GIVEN REQUEST — Gather every line of the data below that holds the string "facade", and copy each one unchanged.

DATASET EXCERPTS —

-- START --

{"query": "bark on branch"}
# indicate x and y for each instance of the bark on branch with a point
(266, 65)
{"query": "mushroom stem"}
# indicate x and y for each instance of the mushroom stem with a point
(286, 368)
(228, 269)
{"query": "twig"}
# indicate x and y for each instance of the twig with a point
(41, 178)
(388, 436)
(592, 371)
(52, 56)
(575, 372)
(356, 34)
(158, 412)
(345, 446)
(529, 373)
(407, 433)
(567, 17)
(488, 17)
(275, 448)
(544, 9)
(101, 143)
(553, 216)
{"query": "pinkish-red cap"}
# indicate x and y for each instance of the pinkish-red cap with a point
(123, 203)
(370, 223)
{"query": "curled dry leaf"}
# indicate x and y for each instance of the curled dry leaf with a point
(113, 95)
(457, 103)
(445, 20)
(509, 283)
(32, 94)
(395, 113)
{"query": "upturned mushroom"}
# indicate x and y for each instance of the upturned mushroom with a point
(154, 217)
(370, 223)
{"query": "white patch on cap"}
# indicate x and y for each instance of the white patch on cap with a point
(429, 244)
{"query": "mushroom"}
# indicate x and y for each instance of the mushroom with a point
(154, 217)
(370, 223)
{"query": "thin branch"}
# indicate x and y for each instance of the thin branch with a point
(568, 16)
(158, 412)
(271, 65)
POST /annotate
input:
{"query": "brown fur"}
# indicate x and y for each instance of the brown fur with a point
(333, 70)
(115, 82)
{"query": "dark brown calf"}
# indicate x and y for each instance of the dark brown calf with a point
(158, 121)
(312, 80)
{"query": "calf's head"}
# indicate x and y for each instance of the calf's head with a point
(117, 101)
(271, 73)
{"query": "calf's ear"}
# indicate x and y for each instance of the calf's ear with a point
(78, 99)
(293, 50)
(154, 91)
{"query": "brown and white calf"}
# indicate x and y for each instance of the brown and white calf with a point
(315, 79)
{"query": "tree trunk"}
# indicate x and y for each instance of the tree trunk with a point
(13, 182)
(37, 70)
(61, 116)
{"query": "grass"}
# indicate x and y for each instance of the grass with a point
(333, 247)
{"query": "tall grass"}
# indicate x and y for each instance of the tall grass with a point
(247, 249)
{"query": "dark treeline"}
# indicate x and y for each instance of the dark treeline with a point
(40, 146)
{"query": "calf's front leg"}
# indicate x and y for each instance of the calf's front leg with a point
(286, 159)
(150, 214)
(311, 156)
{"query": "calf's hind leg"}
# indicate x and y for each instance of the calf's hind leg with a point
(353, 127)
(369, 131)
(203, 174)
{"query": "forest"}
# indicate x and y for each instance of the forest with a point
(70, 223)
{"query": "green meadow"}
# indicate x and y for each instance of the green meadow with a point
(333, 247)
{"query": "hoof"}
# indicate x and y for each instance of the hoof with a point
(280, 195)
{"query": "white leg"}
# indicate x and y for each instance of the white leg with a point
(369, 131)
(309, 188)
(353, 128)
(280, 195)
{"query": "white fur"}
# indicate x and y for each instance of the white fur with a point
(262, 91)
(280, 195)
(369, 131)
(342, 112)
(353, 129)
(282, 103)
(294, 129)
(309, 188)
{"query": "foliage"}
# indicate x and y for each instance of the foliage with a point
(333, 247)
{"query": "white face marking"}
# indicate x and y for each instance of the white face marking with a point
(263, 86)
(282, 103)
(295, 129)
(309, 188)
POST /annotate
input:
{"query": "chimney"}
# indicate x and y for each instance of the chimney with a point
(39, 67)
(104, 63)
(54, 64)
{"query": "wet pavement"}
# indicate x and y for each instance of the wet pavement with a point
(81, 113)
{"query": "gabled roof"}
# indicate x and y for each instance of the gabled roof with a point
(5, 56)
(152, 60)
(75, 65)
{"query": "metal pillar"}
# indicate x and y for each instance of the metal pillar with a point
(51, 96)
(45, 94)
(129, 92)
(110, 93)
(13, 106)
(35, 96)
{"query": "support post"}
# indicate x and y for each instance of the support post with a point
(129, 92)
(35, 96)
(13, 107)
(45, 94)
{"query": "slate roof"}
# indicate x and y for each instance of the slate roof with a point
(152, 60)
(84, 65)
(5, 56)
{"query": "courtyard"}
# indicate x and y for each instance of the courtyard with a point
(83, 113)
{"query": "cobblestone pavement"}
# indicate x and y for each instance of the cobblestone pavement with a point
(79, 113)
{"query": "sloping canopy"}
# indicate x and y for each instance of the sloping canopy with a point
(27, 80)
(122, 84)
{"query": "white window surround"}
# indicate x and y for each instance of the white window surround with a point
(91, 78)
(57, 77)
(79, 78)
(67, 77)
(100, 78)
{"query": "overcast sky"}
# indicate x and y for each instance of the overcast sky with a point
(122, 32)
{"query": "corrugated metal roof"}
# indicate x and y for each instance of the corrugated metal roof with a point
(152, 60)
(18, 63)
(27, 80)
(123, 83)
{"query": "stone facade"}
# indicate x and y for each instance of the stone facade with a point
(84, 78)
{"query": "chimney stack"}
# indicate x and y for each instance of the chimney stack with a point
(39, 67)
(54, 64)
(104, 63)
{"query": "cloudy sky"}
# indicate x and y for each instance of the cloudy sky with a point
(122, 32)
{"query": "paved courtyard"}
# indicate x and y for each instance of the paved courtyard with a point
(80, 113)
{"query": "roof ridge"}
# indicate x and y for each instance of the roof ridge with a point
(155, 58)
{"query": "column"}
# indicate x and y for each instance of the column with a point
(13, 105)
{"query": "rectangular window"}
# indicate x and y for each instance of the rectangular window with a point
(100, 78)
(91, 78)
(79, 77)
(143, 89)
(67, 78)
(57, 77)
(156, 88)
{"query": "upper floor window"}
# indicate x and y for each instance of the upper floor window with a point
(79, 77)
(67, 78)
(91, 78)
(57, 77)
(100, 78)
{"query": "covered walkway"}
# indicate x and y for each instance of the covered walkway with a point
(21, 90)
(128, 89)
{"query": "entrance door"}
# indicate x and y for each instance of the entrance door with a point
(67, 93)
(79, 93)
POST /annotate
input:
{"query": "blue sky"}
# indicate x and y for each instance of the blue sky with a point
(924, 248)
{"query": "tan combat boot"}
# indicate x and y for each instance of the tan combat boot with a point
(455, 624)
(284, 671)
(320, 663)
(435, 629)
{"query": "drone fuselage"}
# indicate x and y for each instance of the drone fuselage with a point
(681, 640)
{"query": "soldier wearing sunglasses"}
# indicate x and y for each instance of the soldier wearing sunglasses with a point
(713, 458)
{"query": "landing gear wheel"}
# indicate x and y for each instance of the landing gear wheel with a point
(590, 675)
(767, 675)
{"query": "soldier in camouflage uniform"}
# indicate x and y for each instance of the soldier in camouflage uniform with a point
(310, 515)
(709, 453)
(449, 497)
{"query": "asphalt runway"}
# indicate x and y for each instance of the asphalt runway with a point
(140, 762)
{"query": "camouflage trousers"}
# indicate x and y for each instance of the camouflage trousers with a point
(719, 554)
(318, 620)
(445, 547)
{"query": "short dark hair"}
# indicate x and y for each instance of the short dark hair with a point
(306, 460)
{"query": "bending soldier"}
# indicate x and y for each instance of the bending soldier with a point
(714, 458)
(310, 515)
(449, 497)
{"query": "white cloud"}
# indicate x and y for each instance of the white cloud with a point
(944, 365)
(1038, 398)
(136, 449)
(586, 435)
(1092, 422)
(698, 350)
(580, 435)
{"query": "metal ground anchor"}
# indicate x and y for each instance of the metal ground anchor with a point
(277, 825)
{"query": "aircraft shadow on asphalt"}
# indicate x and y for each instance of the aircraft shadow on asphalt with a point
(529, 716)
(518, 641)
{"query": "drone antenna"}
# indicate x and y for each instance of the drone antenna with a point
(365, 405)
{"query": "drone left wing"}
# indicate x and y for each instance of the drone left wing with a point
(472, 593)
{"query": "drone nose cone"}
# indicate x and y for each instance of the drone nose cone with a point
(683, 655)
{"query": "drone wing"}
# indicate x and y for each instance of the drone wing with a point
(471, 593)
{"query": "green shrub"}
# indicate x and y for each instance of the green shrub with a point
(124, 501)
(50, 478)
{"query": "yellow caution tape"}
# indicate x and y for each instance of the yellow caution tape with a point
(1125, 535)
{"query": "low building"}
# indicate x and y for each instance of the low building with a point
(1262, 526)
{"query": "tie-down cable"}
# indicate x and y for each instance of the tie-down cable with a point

-- END --

ANSWER BELOW —
{"query": "stone facade"}
# indicate x and y for each instance of the stone facade with a point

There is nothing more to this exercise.